__WHAT YOU SHOULD DO__
Count the lines in the records below that contain the string "orange", and reply with only that number.

__INFORMATION SHOWN__
--- --- ---

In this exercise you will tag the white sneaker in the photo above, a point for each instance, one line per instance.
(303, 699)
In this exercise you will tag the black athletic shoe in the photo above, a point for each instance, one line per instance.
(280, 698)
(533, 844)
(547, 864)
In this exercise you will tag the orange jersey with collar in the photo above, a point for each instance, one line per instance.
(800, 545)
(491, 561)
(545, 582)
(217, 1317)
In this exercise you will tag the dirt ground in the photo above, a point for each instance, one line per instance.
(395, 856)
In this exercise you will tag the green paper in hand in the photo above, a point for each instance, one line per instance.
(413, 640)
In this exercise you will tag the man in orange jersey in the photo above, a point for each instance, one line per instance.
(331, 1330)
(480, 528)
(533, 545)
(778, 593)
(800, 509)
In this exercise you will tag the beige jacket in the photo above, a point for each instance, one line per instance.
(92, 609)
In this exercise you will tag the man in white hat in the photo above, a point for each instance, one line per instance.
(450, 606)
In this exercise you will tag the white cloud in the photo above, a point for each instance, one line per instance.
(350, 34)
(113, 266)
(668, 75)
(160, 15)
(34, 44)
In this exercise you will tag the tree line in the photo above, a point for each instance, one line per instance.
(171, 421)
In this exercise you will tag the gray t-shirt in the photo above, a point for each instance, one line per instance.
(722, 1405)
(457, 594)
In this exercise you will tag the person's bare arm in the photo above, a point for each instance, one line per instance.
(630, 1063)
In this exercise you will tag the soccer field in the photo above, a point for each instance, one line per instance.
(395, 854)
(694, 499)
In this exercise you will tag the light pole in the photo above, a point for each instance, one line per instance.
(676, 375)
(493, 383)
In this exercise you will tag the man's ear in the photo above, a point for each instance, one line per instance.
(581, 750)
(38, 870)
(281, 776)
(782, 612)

--- --- ---

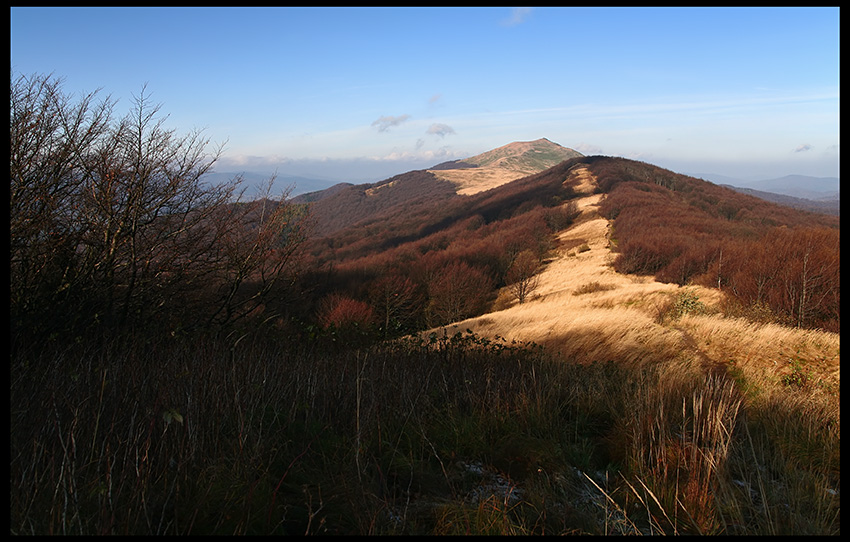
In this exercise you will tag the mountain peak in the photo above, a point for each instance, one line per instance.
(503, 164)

--- --- ---

__PROBLEM SOLUTION__
2